### TAREFAS OBRIGATÓRIAS:
A - Transcreva a parte do trecho sobre o centro político que vai de "O centro inexistente, ou, mais" até "oposta àquela dominante.", incluindo essas duas partes.
B - Conforme o trecho sobre o centro político, em que país o centro fica muito mais à direita do que na Grã-Bretanha?
━━━ TRECHO ORIGINAL
O que vimos no mundo, desde meados dos anos 70, foi o êxito da direita, através da ofensiva ideológica neoliberal, em mover o centro para a direita. Nos anos 90, diante do fracasso parcial das reformas e promessas da direita, iniciou-se um movimento do centro para a esquerda, mas a eleição infausta e controvertida de um presidente radicalmente conservador no país dominante, os Estados Unidos, interrompeu esse processo. Na América Latina, porém, na qual o fracasso das reformas neoliberais foi radical, o movimento do centro para a esquerda vem continuando. Isto aconteceu porque algumas dessas reformas, especialmente a abertura financeira, além de serem concentradoras de renda, revelaram-se contrárias aos interesses nacionais do desenvolvimento econômico. O enorme desenvolvimento dos países asiáticos, que, embora comprometidos com o desenvolvimento capitalista, rejeitaram as reformas propostas ou pressionadas a partir do Norte, vem aprofundando esse movimento dos países latino-americanos para a esquerda, não obstante a hegemonia que os Estados Unidos exercem sobre a região.

O centro inexistente, ou, mais precisamente, apenas existente como realidade virtual, como ponto de referência a dividir a esquerda da direita, é, assim, paradoxalmente todo-poderoso, porque a luta político-ideológica nas democracias modernas diz respeito a ele. Os movimentos do centro são, naturalmente, pendulares: ora o centro caminha para a esquerda, como aconteceu no mundo a partir da Grande Depressão dos anos 30, ora caminha para a direita, como ocorreu a partir de meados dos anos 70. Esses movimentos ocorrem na medida em que as propostas de governo de um ou de outro grupo se esgotam, e os eleitores situados mais próximos ao centro deslocam-se na direção oposta àquela dominante.

Por outro lado, é preciso considerar que o centro varia geograficamente. Nos Estados Unidos, onde nunca houve um movimento socialista forte, o centro está muito mais à direita do que na Grã-Bretanha, e, por sua vez, está mais à direita nesta última do que na França, na Alemanha ou na Espanha. Esta diferença geográfica de colocação do centro se deve a razões de ordem histórica que não importa aqui discutir. O que é importante deixar claro é o fato de que, se aceitarmos essa variação no centro, o conceito de esquerda e direita torna-se relativo. Políticas que são consideradas de esquerda nos Estados Unidos poderão ser consideradas de direita na França. Os políticos progressistas ou de esquerda americanos são geralmente associados ao Partido Democrata e são denominados ‘liberais’, numa referência ao século dezoito e começo do dezenove, quando os liberais eram progressistas lutando em nome da burguesia contra os conservadores ainda aliados à aristocracia.
━━━━━━
━━━ MATERIAL FORNECIDO
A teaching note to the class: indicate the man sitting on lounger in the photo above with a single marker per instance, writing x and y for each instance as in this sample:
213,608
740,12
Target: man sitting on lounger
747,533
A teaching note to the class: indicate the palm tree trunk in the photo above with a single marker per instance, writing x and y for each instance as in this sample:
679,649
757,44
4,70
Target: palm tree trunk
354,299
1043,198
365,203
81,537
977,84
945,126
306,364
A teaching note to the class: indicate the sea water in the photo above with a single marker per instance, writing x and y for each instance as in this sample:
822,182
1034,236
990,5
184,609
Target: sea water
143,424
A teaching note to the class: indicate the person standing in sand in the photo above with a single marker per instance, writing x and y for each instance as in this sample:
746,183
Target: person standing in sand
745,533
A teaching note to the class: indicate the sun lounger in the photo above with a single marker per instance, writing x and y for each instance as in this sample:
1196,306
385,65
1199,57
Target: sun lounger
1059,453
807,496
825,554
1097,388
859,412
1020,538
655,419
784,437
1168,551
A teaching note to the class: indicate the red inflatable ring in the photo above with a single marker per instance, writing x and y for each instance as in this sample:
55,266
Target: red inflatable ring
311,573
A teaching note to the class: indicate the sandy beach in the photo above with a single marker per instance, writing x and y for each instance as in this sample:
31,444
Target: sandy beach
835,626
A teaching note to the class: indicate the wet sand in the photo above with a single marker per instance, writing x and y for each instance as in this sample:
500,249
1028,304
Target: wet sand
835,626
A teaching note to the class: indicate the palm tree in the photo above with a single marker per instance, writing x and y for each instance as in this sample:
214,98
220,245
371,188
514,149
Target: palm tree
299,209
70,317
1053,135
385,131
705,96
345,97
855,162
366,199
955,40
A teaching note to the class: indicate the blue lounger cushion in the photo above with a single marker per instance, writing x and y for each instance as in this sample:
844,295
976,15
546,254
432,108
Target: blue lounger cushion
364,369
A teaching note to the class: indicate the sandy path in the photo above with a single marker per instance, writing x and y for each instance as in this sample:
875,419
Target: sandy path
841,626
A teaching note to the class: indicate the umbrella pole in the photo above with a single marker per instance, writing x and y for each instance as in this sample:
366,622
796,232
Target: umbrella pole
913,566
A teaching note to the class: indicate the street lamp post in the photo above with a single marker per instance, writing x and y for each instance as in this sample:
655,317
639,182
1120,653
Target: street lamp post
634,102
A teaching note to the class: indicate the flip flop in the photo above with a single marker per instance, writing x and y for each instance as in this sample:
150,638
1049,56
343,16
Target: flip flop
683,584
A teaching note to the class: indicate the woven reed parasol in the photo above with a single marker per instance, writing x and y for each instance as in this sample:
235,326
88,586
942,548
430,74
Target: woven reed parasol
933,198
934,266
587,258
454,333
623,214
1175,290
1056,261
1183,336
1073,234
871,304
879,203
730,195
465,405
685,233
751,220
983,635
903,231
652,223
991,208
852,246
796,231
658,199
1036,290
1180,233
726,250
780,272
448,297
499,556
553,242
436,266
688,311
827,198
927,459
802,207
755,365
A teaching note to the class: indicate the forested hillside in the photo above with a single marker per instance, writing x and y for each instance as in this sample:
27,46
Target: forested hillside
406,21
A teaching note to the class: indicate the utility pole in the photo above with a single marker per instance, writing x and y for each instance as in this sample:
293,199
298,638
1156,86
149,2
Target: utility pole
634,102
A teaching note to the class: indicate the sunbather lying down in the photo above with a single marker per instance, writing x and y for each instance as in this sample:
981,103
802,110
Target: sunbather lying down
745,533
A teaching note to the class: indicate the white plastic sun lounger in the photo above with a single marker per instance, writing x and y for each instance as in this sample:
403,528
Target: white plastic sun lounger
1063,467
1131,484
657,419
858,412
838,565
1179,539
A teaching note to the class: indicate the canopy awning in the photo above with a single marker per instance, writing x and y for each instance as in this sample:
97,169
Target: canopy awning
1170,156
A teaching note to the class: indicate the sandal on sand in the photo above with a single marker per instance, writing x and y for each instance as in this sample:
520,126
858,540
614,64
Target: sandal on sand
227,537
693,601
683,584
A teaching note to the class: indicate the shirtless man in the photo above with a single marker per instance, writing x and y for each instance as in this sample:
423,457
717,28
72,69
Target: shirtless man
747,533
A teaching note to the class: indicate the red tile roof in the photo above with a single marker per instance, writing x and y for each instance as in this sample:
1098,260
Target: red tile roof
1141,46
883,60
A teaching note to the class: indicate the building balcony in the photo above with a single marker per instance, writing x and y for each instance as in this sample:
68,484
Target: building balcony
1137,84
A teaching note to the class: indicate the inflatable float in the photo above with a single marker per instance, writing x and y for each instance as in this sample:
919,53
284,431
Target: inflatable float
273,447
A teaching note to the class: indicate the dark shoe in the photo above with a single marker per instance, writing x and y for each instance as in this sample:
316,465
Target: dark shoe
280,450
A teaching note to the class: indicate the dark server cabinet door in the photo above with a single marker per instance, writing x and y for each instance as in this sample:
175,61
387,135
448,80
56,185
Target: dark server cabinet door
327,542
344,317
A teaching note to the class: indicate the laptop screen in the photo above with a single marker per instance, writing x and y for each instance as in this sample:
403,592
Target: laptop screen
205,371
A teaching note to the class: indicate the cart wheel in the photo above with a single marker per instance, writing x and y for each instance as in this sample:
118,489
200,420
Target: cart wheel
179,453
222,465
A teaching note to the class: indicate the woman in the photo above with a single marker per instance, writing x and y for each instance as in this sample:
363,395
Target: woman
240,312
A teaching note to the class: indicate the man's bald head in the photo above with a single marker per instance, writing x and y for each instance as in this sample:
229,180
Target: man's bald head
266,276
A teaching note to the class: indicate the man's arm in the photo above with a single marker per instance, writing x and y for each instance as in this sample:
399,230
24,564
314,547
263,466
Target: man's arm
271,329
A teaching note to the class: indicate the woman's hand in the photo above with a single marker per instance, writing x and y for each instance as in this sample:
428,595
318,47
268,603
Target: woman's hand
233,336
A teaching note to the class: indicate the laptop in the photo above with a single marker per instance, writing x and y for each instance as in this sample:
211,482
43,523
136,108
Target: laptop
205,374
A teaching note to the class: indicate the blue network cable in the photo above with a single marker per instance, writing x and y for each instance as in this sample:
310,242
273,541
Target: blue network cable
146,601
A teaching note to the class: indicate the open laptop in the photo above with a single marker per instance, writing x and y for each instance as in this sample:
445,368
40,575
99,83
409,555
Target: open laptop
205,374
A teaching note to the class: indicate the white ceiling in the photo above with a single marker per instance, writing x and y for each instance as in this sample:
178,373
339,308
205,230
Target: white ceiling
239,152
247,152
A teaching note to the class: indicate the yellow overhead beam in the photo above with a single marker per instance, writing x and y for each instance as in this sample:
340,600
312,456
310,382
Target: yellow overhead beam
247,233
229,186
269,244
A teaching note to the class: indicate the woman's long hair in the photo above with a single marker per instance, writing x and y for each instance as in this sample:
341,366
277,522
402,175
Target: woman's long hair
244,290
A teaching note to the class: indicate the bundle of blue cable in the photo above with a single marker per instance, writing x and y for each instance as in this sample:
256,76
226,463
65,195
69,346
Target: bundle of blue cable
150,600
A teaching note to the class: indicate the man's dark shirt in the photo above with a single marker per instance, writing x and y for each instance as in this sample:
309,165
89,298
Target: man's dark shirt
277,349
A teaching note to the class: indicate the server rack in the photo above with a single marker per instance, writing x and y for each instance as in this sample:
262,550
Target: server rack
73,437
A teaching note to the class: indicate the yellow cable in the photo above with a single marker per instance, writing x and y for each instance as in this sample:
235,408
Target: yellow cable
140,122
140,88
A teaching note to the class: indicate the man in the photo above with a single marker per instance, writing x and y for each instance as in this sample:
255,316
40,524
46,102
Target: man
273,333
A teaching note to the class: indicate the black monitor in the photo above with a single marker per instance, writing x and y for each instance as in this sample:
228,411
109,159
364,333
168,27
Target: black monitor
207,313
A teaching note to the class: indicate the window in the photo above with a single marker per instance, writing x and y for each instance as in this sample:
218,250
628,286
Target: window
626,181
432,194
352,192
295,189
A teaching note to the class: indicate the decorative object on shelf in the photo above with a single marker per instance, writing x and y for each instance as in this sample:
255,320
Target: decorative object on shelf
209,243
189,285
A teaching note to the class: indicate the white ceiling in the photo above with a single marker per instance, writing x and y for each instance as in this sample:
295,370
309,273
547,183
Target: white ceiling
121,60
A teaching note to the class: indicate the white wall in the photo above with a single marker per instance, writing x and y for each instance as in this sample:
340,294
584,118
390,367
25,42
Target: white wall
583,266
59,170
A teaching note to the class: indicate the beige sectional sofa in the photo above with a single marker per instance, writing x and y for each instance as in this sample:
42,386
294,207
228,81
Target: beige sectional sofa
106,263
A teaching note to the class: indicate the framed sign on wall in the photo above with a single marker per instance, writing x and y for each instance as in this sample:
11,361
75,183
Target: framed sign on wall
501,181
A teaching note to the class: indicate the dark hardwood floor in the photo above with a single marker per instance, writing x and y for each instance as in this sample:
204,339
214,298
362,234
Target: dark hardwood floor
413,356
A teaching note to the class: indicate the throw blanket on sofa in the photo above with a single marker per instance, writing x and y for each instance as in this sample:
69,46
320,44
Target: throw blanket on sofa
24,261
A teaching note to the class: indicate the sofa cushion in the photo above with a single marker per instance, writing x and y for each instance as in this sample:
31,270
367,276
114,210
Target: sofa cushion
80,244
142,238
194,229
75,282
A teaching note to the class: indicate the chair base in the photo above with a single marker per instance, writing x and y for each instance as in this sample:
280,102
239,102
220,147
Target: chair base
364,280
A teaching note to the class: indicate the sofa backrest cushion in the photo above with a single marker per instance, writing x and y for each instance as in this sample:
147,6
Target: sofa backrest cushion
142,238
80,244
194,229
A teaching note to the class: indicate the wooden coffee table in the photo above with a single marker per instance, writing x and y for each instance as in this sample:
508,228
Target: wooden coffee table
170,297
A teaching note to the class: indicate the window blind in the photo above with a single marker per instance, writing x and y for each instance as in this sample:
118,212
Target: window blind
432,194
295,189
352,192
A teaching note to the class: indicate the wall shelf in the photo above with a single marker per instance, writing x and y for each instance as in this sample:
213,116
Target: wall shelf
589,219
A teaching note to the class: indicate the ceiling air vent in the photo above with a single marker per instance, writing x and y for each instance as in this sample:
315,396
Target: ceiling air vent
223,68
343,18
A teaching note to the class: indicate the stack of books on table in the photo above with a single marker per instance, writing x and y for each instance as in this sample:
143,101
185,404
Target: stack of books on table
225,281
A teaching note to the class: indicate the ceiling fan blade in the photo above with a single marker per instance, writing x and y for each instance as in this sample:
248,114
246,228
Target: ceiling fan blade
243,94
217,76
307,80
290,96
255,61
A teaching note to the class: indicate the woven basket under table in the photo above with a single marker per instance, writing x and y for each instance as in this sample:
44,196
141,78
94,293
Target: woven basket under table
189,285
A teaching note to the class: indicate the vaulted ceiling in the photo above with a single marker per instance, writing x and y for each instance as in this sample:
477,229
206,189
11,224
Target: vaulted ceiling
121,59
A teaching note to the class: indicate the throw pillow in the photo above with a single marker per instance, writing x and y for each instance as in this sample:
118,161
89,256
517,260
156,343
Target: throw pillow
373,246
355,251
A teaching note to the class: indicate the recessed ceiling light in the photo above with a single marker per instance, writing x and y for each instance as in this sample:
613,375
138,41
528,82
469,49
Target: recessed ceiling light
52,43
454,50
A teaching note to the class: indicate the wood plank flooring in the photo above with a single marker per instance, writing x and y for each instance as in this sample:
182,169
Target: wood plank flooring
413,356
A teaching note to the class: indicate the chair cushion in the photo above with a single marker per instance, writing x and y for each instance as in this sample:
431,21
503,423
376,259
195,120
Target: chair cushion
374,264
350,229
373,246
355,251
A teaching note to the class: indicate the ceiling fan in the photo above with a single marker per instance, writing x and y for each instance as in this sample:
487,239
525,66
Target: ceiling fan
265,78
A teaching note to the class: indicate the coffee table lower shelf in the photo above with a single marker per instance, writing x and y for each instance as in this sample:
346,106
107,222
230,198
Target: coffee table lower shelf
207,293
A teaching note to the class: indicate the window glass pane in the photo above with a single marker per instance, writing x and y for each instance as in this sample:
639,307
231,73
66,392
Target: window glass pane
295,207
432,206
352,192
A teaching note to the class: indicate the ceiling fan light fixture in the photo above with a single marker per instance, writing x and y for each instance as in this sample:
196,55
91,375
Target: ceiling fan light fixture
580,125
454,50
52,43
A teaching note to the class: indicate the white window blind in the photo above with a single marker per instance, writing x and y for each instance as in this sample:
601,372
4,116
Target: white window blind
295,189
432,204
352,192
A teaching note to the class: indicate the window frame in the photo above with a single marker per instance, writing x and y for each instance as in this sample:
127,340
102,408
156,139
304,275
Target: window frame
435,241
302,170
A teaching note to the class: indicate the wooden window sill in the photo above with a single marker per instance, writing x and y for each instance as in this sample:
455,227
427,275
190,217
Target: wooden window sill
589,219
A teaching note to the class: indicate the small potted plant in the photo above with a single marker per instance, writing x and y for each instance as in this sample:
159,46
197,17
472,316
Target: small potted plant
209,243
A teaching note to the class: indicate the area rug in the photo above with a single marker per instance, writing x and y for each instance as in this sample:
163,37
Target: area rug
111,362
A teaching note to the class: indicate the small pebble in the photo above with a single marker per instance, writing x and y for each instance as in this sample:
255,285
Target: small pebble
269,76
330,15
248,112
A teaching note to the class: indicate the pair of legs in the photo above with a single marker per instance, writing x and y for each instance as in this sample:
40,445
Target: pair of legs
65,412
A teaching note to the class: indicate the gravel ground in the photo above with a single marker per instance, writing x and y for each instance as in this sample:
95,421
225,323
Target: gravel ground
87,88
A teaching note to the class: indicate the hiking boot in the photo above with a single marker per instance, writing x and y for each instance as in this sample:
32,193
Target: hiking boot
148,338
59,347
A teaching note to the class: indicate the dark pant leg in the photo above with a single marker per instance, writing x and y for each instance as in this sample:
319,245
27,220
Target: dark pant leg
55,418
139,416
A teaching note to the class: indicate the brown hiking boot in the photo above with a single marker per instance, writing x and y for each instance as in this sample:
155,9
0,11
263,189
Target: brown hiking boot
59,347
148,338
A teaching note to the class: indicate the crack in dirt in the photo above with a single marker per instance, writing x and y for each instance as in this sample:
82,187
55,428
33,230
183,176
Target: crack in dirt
━━━━━━
### SOLUÇÕES POR TAREFA:
A -
O centro inexistente, ou, mais precisamente, apenas existente como realidade virtual, como ponto de referência a dividir a esquerda da direita, é, assim, paradoxalmente todo-poderoso, porque a luta político-ideológica nas democracias modernas diz respeito a ele. Os movimentos do centro são, naturalmente, pendulares: ora o centro caminha para a esquerda, como aconteceu no mundo a partir da Grande Depressão dos anos 30, ora caminha para a direita, como ocorreu a partir de meados dos anos 70. Esses movimentos ocorrem na medida em que as propostas de governo de um ou de outro grupo se esgotam, e os eleitores situados mais próximos ao centro deslocam-se na direção oposta àquela dominante.

B - Nos Estados Unidos.